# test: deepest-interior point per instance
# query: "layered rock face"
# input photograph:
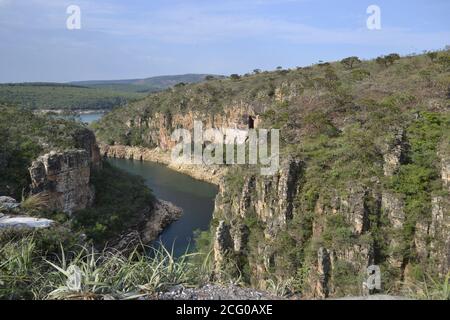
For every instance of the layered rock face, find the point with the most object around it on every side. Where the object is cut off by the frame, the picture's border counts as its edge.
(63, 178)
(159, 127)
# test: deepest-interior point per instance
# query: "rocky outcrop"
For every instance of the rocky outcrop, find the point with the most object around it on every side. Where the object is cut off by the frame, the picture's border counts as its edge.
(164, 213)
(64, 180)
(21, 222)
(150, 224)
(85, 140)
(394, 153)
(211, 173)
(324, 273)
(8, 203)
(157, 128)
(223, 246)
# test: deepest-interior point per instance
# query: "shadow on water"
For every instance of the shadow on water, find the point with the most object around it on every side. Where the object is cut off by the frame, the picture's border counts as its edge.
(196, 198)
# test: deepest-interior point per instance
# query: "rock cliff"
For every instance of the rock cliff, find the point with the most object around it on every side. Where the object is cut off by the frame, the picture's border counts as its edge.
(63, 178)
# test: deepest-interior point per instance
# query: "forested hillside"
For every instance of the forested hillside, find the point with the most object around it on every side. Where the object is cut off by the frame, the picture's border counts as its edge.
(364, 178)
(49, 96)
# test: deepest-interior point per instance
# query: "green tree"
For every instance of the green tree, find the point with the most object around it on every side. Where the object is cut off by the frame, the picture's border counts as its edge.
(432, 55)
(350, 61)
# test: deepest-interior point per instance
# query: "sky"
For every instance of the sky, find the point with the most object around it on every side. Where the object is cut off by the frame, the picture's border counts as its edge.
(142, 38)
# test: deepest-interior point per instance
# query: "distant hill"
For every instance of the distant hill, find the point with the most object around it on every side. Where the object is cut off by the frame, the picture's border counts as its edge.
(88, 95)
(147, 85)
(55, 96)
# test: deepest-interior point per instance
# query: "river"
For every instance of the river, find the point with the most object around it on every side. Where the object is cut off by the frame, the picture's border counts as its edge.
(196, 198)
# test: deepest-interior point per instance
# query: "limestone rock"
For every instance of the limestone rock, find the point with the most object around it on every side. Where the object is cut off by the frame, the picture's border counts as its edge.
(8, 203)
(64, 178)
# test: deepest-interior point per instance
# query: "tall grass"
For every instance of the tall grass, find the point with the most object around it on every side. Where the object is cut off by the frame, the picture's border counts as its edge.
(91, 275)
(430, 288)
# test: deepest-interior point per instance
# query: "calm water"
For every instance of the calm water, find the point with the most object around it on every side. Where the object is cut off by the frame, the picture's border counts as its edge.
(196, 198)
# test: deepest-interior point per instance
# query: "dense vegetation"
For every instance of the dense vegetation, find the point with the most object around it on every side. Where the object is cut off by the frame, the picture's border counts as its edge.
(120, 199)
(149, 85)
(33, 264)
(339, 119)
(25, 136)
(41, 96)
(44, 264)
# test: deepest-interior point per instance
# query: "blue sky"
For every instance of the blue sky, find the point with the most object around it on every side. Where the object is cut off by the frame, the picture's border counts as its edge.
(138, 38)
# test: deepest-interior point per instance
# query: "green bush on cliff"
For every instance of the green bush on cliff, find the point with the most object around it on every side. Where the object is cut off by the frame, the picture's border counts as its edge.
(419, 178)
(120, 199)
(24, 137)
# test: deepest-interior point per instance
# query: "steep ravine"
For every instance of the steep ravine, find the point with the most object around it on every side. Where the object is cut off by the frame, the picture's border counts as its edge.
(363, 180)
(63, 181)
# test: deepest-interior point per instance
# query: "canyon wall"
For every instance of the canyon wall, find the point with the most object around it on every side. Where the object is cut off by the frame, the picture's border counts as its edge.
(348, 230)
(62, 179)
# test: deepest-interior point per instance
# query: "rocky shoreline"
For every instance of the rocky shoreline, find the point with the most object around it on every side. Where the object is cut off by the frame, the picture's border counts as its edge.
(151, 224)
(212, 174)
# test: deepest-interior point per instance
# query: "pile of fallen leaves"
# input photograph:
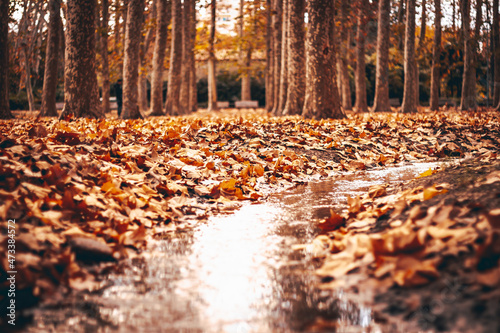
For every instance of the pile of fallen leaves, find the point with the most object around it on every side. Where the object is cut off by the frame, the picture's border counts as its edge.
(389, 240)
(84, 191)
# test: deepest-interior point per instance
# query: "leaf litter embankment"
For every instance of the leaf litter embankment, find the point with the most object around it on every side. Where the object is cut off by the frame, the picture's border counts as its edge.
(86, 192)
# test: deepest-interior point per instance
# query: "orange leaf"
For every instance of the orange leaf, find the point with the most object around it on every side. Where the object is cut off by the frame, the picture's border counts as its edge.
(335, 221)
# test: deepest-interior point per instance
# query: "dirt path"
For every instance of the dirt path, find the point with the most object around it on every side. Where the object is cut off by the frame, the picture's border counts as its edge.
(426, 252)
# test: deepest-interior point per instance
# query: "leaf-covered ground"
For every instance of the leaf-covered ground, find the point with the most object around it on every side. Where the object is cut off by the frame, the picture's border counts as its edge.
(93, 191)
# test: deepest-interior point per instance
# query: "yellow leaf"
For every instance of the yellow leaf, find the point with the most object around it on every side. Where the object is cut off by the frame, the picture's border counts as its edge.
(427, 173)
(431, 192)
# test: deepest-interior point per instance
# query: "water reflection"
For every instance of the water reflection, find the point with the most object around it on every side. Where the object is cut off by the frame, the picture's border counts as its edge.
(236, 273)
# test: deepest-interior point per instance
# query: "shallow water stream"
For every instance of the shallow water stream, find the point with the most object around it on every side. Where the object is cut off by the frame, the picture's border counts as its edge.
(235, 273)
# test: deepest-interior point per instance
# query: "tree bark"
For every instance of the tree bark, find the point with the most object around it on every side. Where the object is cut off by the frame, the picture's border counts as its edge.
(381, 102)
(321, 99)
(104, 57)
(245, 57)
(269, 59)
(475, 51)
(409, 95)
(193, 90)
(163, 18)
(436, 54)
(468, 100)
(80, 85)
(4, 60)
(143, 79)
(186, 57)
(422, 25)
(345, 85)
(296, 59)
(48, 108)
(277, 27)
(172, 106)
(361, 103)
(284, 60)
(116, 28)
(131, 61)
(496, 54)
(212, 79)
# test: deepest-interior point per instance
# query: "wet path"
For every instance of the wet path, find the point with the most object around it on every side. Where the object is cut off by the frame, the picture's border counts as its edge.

**Aim**: Pull out each line of the rows above that contains the word "wall", treating uppercase and lowercase as different.

**Task solution**:
# query: "canyon wall"
For every instance of the canyon wall, find the point with the most object around it on every side. Where the object is cut off by the frame, the picture's border counts as its edge.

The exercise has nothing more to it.